• [Task statement]
Reproduce the following records word for word, starting at the line that contains "One dot marks each instance of the dark hair." and ending after the line that contains "[(43, 10), (23, 27)]".

>>>

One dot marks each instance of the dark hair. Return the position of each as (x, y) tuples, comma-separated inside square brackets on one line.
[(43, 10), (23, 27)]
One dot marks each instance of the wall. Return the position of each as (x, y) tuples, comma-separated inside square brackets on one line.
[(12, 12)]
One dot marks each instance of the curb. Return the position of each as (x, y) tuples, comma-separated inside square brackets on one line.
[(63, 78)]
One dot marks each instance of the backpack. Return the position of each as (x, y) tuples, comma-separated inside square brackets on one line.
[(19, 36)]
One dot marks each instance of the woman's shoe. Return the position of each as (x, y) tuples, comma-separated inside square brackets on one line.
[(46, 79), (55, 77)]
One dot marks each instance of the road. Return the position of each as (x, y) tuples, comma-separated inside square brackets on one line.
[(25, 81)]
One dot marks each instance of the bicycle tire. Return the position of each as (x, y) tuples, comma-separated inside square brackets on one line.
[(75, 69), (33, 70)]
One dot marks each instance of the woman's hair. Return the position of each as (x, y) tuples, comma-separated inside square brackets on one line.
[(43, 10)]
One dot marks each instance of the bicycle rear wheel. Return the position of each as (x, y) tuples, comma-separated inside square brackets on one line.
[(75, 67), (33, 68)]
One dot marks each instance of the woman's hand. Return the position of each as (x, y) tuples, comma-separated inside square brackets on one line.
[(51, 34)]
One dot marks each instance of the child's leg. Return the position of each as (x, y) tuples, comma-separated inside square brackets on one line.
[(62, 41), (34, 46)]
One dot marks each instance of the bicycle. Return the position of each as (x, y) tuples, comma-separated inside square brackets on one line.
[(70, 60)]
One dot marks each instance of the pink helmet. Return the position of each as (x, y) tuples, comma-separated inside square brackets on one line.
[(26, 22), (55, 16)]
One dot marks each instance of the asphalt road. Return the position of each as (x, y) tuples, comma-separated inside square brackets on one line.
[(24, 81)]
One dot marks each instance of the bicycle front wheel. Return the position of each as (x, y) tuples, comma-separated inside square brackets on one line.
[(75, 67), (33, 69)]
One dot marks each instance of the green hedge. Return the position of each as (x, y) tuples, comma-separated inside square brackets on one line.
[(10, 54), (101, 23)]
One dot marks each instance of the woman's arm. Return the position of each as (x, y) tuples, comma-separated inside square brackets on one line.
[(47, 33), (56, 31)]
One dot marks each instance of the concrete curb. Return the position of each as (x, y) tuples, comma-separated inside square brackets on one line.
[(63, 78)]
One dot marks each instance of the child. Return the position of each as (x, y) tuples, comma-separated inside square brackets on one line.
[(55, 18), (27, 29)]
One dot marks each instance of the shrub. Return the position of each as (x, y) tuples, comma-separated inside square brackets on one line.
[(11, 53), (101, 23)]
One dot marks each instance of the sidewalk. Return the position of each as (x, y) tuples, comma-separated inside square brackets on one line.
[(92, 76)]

<<<
>>>

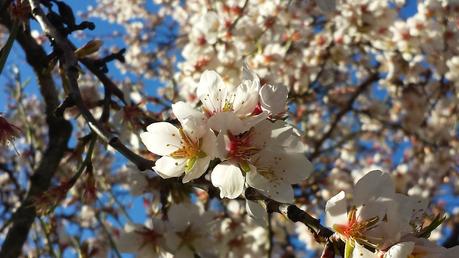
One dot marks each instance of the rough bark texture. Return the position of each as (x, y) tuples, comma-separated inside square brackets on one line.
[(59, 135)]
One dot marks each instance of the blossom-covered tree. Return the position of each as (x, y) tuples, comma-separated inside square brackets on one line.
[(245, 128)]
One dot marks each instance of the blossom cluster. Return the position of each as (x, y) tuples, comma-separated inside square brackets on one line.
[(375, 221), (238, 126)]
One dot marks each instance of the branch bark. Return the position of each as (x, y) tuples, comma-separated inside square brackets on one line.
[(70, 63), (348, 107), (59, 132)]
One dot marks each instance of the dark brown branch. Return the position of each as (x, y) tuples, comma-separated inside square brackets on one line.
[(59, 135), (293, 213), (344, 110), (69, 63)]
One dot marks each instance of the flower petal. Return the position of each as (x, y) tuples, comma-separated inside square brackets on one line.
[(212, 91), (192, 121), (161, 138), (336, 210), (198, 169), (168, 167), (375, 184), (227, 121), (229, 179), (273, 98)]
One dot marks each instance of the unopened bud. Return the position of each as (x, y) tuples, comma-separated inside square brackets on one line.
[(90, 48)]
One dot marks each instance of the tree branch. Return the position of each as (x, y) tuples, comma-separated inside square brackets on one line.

<<<

• [Full output]
One dot marks each instance of the dark hair. Return the position of each as (x, y) tuples, comma-separated inside square brackets on one line.
[(43, 10), (23, 27)]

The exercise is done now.